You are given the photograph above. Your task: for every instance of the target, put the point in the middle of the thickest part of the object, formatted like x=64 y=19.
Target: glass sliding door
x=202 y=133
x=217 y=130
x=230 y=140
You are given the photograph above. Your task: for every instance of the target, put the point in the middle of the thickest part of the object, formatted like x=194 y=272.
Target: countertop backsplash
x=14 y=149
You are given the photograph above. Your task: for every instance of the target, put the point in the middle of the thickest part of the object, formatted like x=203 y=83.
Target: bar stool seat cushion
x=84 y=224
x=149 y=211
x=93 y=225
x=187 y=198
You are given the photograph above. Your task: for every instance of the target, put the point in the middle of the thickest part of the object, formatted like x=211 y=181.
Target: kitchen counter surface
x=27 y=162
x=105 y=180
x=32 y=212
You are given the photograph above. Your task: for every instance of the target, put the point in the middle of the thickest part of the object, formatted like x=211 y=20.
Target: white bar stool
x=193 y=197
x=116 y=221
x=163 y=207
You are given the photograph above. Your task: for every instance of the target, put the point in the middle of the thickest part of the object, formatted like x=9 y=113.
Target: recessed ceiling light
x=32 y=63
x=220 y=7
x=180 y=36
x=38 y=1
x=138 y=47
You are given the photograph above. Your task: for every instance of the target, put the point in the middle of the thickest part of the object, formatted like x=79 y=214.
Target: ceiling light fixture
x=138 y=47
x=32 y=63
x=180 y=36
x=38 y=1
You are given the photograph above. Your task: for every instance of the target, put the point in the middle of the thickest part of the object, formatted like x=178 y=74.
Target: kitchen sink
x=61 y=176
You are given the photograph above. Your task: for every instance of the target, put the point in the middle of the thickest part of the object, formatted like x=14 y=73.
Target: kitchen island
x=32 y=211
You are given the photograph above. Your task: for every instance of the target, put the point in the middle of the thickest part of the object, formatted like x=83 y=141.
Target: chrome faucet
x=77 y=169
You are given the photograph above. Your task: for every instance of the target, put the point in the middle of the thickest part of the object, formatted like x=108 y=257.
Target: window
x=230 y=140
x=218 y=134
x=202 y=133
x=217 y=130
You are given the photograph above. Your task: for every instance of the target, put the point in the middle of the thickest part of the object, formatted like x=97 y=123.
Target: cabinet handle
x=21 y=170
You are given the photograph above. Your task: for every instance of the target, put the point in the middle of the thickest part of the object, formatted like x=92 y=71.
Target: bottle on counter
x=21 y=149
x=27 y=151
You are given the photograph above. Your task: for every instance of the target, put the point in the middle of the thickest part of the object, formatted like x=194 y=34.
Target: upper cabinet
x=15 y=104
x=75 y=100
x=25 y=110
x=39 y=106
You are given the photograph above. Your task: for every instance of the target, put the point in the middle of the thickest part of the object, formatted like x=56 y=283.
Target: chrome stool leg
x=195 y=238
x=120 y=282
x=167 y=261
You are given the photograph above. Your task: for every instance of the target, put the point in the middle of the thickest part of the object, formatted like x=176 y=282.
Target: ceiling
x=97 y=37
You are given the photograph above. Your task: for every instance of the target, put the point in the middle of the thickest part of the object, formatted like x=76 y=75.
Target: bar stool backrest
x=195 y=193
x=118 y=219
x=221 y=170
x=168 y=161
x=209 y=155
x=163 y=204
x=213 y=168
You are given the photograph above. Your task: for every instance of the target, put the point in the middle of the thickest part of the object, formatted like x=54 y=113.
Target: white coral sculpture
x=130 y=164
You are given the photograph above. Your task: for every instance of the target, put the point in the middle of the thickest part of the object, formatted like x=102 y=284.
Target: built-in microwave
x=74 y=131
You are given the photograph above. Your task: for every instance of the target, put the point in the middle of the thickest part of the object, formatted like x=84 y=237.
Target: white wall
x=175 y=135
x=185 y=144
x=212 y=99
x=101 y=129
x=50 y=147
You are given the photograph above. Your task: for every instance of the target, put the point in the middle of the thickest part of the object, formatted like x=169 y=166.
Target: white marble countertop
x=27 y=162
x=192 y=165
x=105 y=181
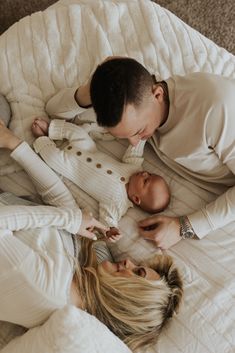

• • • • • • •

ABOUT THIS EXERCISE:
Could you reproduce the listing above word for word while leaving out its pictures?

RESULT:
You are given the photograph above. Your task: for every instance of the target, put the point in the middle of the thickest part of the object, formatted like x=64 y=19.
Target: glass sliding door
x=202 y=133
x=217 y=130
x=230 y=140
You are given the photograph above. Your task: for every instance of the target, put the point in the middle of the thickest part of the object, formatted like x=194 y=272.
Target: countertop backsplash
x=14 y=149
You are given the photograph above. Your task: for every instance of the target, put the point in the middle of the thickest part of the object, formatted like x=203 y=83.
Target: bar stool seat cushion
x=84 y=224
x=149 y=211
x=93 y=225
x=187 y=198
You are given the photograph above. Your task: for every instance of the target, put the point in the middle of the thickest part of the object, formatted like x=211 y=181.
Target: kitchen counter surface
x=27 y=162
x=105 y=180
x=32 y=212
You are given the photograph above. Your task: for every instance of the target, put the point in the middle of the thickest part of the object, formatted like x=211 y=20.
Target: white bar stool
x=193 y=197
x=116 y=221
x=163 y=207
You are given the photograph above. Your task: for every instance of the target, put the point in the middle of the thickest part of the object, formatted like x=9 y=113.
Target: recessed ceiling light
x=32 y=63
x=220 y=7
x=180 y=36
x=38 y=1
x=138 y=47
You are given the photograph above. Your task: for every instance of the target, put the point in the middle of the thickest part of the object, formatted like x=79 y=214.
Target: ceiling light fixture
x=138 y=47
x=32 y=63
x=180 y=36
x=38 y=1
You are given the photograph above. Your task: for every instance of the target, put the point in the middle of the thickest part of the object, formatted like x=178 y=74.
Target: kitchen sink
x=61 y=176
You are given the photograph above. Your task: for every instance of the target, put the point in the middle of the thickest part of the object, formatted like x=14 y=73.
Target: kitchen island
x=32 y=211
You are given the photograph above. Your task: for every instance of the target, put the point in the middle of the thickest part of the object, formatted like x=83 y=141.
Target: chrome faucet
x=77 y=169
You are given the photograph above. Your task: for every instance of the target, put the point in the middle of the thickest part of the object, formatted like x=108 y=257.
Target: window
x=230 y=140
x=218 y=134
x=202 y=133
x=217 y=130
You are given the photograph above. Your task: for every instance of the target, put the point in the middle of the thickest part of the object, formatted like x=97 y=123.
Target: cabinet handle
x=21 y=170
You are given the photograph above. Your task: for every instance of the target, put the point in the middle of the thickest part of the object, formatted like x=92 y=71.
Target: bottle on counter
x=21 y=149
x=27 y=151
You are given the photograph above. Your task: for every instance of the target, put the point in the middle of the thickest part of the object, formatted like x=194 y=34.
Target: upper cabinet
x=15 y=104
x=75 y=100
x=25 y=110
x=39 y=106
You are given the photograph above. Your task: for every instance of the target, put the point in the middle of the thickest part of the object, formatted like x=56 y=283.
Target: chrome stool leg
x=195 y=238
x=120 y=282
x=167 y=261
You are given the photograph above. Your task: for every instance of the target, put the point in the middle of the thickest part of the object, formatted like x=176 y=282.
Target: ceiling
x=97 y=37
You are given the photograph above. Your task: for every instance of the target, put the point in the middle of the thickest part of the object, formatted like x=76 y=75.
Target: bar stool backrest
x=195 y=193
x=118 y=219
x=221 y=170
x=168 y=161
x=209 y=155
x=163 y=204
x=213 y=168
You are given the photograph above. Your task: for every instance of the target, put the point in the middle of the thickest part of the object, formatted like x=54 y=113.
Target: white coral sculpture
x=130 y=164
You are given the photograph above. Your task: for every instance of the target, put the point in the middle of the thickest part of the object, formatted like x=102 y=284.
Target: built-in microwave
x=74 y=131
You are given the photograph above. Your task: for every instance of the target, put the point in the middle of the thickest part of the object, formatted like x=84 y=237.
Target: white wall
x=175 y=135
x=185 y=144
x=212 y=99
x=101 y=129
x=50 y=147
You are given the photograph above. Your task: for every instance of the target, put the point in the middle of the thickest part of the object, formatted like x=169 y=166.
Target: white marble countertop
x=27 y=162
x=192 y=165
x=105 y=181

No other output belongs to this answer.